The task: Rewrite the listing below, changing each occurrence of "a great help" to "very useful" and leaving every other word as it is.
----------------
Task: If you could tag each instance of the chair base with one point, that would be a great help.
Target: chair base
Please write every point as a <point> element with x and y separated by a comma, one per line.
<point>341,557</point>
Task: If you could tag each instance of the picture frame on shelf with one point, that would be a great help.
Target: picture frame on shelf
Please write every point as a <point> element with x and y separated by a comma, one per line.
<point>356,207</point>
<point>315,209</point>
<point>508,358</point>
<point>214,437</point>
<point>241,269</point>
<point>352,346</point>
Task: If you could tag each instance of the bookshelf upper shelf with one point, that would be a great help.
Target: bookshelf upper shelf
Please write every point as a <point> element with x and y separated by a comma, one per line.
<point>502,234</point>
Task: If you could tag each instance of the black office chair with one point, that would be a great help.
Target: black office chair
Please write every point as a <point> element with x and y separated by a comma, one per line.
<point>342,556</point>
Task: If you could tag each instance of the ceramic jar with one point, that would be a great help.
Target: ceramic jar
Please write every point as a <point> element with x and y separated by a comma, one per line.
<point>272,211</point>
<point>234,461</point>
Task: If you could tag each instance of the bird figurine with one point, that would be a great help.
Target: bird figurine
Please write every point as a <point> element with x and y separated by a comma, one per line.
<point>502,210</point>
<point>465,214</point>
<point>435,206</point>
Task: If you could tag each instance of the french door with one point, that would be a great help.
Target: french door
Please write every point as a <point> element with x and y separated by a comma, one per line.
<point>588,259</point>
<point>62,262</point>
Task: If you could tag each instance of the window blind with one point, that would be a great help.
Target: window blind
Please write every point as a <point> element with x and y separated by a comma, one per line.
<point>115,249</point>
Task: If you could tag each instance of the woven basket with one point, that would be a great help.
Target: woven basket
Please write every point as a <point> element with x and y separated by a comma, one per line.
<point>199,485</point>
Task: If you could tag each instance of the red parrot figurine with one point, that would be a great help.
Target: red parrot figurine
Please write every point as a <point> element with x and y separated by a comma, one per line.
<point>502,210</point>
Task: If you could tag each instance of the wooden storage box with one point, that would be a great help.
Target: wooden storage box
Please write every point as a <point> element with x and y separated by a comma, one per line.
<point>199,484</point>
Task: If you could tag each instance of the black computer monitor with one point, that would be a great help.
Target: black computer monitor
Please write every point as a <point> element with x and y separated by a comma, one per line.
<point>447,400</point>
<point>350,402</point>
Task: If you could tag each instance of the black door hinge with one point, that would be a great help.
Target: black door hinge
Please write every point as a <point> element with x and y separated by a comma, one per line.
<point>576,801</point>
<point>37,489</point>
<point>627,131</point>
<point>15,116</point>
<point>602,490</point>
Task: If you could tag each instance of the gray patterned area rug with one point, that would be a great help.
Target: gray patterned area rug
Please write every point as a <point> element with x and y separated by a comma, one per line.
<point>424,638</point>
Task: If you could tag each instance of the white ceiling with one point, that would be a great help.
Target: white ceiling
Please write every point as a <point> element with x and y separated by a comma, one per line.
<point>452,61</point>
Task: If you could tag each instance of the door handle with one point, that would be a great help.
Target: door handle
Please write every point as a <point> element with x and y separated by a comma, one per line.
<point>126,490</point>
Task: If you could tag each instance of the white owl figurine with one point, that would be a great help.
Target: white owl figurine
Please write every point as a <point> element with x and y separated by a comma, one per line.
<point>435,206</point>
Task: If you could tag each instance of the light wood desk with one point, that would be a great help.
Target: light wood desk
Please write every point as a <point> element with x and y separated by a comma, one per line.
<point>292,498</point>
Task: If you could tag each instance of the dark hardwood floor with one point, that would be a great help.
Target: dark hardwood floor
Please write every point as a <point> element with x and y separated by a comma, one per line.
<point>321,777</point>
----------------
Problem solution:
Task: If you could tag each instance of the chair base with one point, that would be very useful.
Target: chair base
Please write every point as a <point> element with x and y separated by a comma, one per line.
<point>341,557</point>
Task: If you could tag each instance of the picture frame on shelf with one point, that would be very useful.
Target: picture frame on shelf
Please write every point as a <point> element with x and y separated by a comma, one per line.
<point>356,207</point>
<point>315,209</point>
<point>508,358</point>
<point>214,437</point>
<point>241,269</point>
<point>352,346</point>
Task: If you could tag each instance of the bookshelf upper shelf with one point, that would be very useful.
Target: bookshelf upper shelf
Please write every point as a <point> element with x and y separated by a comma, one per line.
<point>502,234</point>
Task: If you could tag each instance of the black office chair with one point, that would be very useful.
Target: black office chair
Please write every point as a <point> element with x and y separated by a comma, one per line.
<point>342,556</point>
Task: If you could tag each instance of the ceramic jar with one point, that would be very useful.
Target: ceramic jar
Please write every point as a <point> element with x and y separated by a comma, one per line.
<point>272,211</point>
<point>234,461</point>
Task: If you could tag each instance of the bird figurine with one point, that would be very useful.
Target: bird figurine
Please write every point as a <point> element with x and y separated by a comma, one per line.
<point>502,210</point>
<point>465,214</point>
<point>435,206</point>
Task: If you could tag each instance of the french door with one point, that would be very useful.
Target: french door
Please write every point as a <point> element with x and y separated by a comma, one per line.
<point>588,259</point>
<point>62,262</point>
Task: If you could tag each instance of the window blind with one point, that would be very useful.
Target: window blind
Please write every point as a <point> element with x and y separated by a comma, one per line.
<point>115,249</point>
Task: If you could tag each instance of the woven basket with one point, that would be very useful.
Target: woven basket
Please write every point as a <point> element with x and y separated by a comma, one per line.
<point>199,485</point>
Task: If you could tag each instance of the red parrot figurine with one point, that would be very useful.
Target: red parrot figurine
Please write every point as a <point> element with x and y separated by a comma, one per line.
<point>502,210</point>
Task: If you could tag each instance of the wooden storage box with one point, that would be very useful.
Target: wooden storage box
Please write every point as a <point> element with x and y separated by a comma, one per line.
<point>199,484</point>
Task: If you could tag each instance of the black computer monitor with one point, that would be very useful.
Target: black computer monitor
Please write every point as a <point> element with x and y separated by a comma, one per line.
<point>447,400</point>
<point>350,402</point>
Task: If you could tag each instance of the black door hinge with one point, that would be very useful.
Target: black door hinge
Please write every point as a <point> element with x and y separated by a comma, one per line.
<point>576,801</point>
<point>37,489</point>
<point>627,131</point>
<point>15,116</point>
<point>602,490</point>
Task: If you could tag each instance of the gray patterned area rug with one point, that would be very useful.
Target: gray patterned area rug
Please write every point as a <point> element with x and y separated by a comma, one per line.
<point>424,638</point>
Task: If you could tag each instance of the white ceiling with one point, that would be very useful.
Target: white ceiling
Please write every point as a <point> element with x and y separated by a comma, one per line.
<point>452,61</point>
Task: If you could tag each instance of the door handle with one point, that would be very useful.
Target: door handle
Please write every point as a <point> element with x and y separated by a comma, one per line.
<point>126,490</point>
Task: If you could tag each instance of the white owl figurine with one point, that would be very useful.
Target: white owl figurine
Please write every point as a <point> element with x and y separated by a comma, one per line.
<point>435,206</point>
Task: If you could tag each instance of the light wood desk with one point, that would be very useful.
Target: light wood desk
Please write every point as a <point> element with x and y separated by a comma, one per line.
<point>292,498</point>
Task: If you could tag each instance of the dark hardwood floor with one point, that would be very useful.
Target: dark hardwood floor
Please write every point as a <point> element with x and y separated by a comma, one per line.
<point>321,777</point>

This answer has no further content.